正文部分
"""

【存储】etcd的存储是如何实现的(1)-storage

shanxiaoshuai

已于 2023-10-25 20:38:02 修改

阅读量809

点赞数

分类专栏： golang 数据库文章标签： etcd 数据库 golang wal 预写日志

于 2023-01-25 17:04:53 首次发布

本文链接：https://blog.csdn.net/shanxiaoshuai/article/details/128761426

版权

golang 同时被 2 个专栏收录

20 篇文章 0 订阅

订阅专栏

数据库

12 篇文章 0 订阅

订阅专栏

最近发觉etcd是一个不错的学习存储的对象，功能比较完备，同时相对比较简单，最重要的是golang实现。所以花了些时间看了etcd的源码，看一下相关功能的具体实现。本篇主要集中在storage模块的梳理。

etcd是一个基于raft构建的分布式kv存储，raft是一个基于日志复制状态机的共识算法。这里就涉及到两部分存储：

raft本身需要的日志存储；
etcd(状态机部分)需要的kv存储；

除了上述的两部分存储外，持久化存储常见的优化是通过预写日志来持久化变更记录，而将变更缓存在缓冲区中，达到条件进行批量刷盘，etcd中同样采用了该优化。

预写日志

etcd storage模块中定义了Storage接口以及具体的实现，其具备保存预写日志、快照以及相关的功能。在具体实现中因为快照和日志的差异，这两部分是拆分到不同的子模块中实现的。预写日志是etcd持久化的真正保障。

type Storage interface {
   // Save function saves ents and state to the underlying stable storage.
   // Save MUST block until st and ents are on stable storage.
   Save(st raftpb.HardState, ents []raftpb.Entry) error
   // SaveSnap function saves snapshot to the underlying stable storage.
   SaveSnap(snap raftpb.Snapshot) error
   // Close closes the Storage and performs finalization.
   Close() error
   // Release releases the locked wal files older than the provided snapshot.

"""

提供的信息

"""

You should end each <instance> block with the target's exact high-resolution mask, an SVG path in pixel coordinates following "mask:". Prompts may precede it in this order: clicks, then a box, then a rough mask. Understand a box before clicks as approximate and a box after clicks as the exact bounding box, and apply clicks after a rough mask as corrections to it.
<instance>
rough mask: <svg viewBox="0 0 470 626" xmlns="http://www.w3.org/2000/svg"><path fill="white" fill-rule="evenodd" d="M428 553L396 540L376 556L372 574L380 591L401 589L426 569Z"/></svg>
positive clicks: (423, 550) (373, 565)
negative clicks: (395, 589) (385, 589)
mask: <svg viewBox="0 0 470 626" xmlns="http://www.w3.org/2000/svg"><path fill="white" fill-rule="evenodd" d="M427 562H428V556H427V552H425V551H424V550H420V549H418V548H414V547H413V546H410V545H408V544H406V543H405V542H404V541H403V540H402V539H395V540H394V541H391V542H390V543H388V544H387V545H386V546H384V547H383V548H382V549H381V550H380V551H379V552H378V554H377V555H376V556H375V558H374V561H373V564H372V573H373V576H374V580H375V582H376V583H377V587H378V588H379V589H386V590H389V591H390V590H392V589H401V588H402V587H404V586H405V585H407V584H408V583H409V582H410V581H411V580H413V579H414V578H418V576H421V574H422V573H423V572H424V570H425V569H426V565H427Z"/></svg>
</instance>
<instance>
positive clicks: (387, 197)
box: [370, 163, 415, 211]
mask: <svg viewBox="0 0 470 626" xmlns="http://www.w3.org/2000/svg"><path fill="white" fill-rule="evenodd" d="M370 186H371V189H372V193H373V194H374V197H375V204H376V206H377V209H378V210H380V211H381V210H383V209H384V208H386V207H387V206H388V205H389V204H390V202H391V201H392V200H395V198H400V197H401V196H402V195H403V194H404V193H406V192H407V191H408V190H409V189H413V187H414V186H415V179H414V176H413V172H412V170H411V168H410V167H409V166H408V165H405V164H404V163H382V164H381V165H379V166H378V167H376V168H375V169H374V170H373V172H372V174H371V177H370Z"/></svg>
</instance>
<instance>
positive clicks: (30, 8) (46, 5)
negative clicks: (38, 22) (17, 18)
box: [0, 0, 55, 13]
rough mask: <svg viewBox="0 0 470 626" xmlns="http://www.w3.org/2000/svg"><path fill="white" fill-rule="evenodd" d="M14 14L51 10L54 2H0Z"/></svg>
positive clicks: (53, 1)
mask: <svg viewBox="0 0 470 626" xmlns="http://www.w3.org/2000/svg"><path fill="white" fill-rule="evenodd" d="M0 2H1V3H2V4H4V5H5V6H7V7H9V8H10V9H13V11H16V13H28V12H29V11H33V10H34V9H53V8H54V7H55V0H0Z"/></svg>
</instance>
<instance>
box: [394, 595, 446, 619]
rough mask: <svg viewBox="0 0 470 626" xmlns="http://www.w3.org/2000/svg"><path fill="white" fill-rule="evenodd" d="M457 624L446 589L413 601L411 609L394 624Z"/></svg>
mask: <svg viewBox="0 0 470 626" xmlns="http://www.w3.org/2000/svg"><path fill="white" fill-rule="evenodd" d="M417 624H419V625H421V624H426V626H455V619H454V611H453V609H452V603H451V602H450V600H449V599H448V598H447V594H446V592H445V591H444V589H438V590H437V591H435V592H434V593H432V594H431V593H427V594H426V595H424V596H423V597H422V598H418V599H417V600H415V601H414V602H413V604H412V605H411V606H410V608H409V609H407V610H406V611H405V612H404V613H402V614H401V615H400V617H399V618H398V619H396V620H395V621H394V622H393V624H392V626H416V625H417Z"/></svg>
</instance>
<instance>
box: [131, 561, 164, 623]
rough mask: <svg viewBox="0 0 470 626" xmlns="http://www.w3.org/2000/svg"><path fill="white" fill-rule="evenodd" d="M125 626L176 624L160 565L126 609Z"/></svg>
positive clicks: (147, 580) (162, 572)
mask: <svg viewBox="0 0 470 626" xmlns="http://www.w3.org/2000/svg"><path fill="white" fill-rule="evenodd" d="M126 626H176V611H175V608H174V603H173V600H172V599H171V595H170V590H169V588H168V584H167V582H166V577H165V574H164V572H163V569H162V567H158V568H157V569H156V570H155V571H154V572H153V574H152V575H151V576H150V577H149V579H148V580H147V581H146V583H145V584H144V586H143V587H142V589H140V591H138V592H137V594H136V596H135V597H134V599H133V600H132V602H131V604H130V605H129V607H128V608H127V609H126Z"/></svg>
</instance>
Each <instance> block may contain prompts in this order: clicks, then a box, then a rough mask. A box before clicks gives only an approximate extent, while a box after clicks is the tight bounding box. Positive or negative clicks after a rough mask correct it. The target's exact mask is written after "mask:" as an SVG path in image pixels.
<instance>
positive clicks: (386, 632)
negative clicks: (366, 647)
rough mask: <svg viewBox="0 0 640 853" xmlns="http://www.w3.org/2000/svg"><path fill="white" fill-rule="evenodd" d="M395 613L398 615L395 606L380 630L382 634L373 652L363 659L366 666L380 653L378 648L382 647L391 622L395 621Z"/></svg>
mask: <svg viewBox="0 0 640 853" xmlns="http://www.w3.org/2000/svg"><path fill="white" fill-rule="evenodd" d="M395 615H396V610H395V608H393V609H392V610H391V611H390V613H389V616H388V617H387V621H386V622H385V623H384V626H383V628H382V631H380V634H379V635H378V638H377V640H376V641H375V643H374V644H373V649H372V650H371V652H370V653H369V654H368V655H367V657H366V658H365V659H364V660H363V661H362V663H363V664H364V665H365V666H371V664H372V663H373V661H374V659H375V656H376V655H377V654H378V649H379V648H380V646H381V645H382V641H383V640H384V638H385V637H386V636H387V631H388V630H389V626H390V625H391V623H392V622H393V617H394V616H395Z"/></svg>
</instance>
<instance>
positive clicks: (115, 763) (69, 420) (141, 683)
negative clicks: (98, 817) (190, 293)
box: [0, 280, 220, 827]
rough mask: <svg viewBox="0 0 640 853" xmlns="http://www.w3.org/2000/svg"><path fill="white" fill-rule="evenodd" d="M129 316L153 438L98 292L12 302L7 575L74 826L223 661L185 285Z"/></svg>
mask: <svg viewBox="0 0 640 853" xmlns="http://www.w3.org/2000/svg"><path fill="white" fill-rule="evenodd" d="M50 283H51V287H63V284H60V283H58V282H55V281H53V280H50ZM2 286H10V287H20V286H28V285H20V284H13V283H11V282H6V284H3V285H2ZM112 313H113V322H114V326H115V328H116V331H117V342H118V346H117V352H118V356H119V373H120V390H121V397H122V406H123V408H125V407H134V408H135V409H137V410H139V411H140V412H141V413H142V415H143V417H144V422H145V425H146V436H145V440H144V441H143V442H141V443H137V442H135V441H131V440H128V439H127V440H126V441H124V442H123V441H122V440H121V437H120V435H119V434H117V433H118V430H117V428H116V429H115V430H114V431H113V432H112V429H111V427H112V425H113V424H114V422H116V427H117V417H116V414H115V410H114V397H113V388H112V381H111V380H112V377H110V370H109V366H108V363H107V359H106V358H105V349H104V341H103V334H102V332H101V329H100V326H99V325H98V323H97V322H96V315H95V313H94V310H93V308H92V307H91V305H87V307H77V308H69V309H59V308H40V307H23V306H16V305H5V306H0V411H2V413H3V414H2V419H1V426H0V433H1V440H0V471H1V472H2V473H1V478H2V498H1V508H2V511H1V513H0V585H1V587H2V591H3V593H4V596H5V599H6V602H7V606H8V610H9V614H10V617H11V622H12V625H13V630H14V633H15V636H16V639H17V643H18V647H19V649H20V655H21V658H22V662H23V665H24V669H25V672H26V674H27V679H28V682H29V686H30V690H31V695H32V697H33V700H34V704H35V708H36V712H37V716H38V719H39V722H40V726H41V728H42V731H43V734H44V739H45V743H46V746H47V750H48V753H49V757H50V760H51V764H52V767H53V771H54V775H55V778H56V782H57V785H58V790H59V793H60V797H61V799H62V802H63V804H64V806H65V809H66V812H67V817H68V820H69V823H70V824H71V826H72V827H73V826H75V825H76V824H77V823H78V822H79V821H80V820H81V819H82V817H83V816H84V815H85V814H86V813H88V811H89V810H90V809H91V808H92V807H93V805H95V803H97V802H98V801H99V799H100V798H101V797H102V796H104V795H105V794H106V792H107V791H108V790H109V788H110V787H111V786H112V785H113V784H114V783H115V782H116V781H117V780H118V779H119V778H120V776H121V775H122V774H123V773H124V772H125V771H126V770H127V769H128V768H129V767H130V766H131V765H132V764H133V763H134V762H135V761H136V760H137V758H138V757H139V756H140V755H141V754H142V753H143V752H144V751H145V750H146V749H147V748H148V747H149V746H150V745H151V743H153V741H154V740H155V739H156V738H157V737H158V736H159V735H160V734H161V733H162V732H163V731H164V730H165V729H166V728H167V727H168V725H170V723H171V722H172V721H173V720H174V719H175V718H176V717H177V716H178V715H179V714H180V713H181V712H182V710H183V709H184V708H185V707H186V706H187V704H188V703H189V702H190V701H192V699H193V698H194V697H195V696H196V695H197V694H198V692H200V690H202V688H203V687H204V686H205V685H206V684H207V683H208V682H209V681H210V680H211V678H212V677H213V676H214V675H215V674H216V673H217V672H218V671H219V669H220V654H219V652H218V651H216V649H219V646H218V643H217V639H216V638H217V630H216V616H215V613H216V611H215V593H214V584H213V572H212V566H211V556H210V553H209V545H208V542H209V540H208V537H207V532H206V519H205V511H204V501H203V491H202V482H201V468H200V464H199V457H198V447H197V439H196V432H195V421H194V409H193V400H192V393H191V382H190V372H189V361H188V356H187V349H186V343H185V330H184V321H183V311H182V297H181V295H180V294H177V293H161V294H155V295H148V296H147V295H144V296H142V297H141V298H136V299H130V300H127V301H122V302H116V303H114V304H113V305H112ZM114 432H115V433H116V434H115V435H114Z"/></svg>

"""

任务要求
1. 根据关于etcd存储的正文，etcd为什么会涉及两部分存储？请用一到三句话说明。
2. 关于etcd存储的正文中有一句“预写日志是etcd持久化的真正保障。”，能把它译成英语吗？
3. 关于etcd存储的正文停在了中途，请从最后一行之后接着写下去。

参考回答
1. 因为etcd是基于raft构建的分布式kv存储，而raft是一种基于日志复制状态机的共识算法。所以etcd既需要raft本身的日志存储，也需要etcd作为状态机部分的kv存储。

2. The write-ahead log is the true guarantee of etcd's persistence.

3.
   Release(snap raftpb.Snapshot) error
   // Sync WAL
   Sync() error
   // MinimalEtcdVersion returns minimal etcd storage able to interpret WAL log.
   MinimalEtcdVersion() *semver.Version
}

type storage struct {
   lg *zap.Logger
   s  *snap.Snapshotter

   // Mutex protected variables
   mux sync.RWMutex
   w   *wal.WAL
}

storage持有Snapshotter和WAL两个对象，分别实现快照及日志相关的功能。

其中Snapshotter功能的实现比较简单，在对应的目录下，每个快照对应一个文件。文件命名格式为term-index.snap，该格式将term\index放置在文件名中，有助于快速检索，也是常见的优化方式。在此基础中提供了一系列的增删查的功能。

wal的实现也比较简单，其采用了rotate file的形式实现。每个文件的大小为64MB，文件命名格式为seq-index.wal，其中seq表示wal文件的序号。当文件的大小超过64MB时，会使用新的文件。wal中采用的是预创建文件的形式，由filePipeline实现。这种方式的好处是避免写入过程中创建新文件可能引起的性能波动。

func (fp *filePipeline) Open() (f *fileutil.LockedFile, err error) {
   select {
   case f = <-fp.filec:
   case err = <-fp.errc:
   }
   return f, err
}

func (fp *filePipeline) run() {
   defer close(fp.errc)
   for {
      f, err := fp.alloc()
      if err != nil {
         fp.errc <- err
         return
      }
      select {
      case fp.filec <- f:
      case <-fp.donec:
         os.Remove(f.Name())
         f.Close()
         return
      }
   }
}

wal的写入是通过encoder对象实现，encoder中封装了预写日志的编码，并在fd上封装了pageWriter。wal的编码格式采用了常见LV格式(length+value)，前8个字节表示value的长度，value则是一条record的序列化数据。record有3个字段type、crc、data，分别表示raft消息类型、data的哈希签名、raft entry的内容。

上面提到了wal的写入是通过pageWriter来实现，而pageWriter带有缓冲，是异步写入。我们知道，wal是etcd持久化的真正保障，其必须保证同步写入。这里的判断是在wal中实现的，如果写入的日志条目数不为0，或者写入的raft状态同wal现存的状态不一致，那么wal会显式调用encoder的sync方法，保证同步写入。

// MustSync returns true if the hard state and count of Raft entries indicate
// that a synchronous write to persistent storage is required.
func MustSync(st, prevst pb.HardState, entsnum int) bool {
   // Persistent state on all servers:
   // (Updated on stable storage before responding to RPCs)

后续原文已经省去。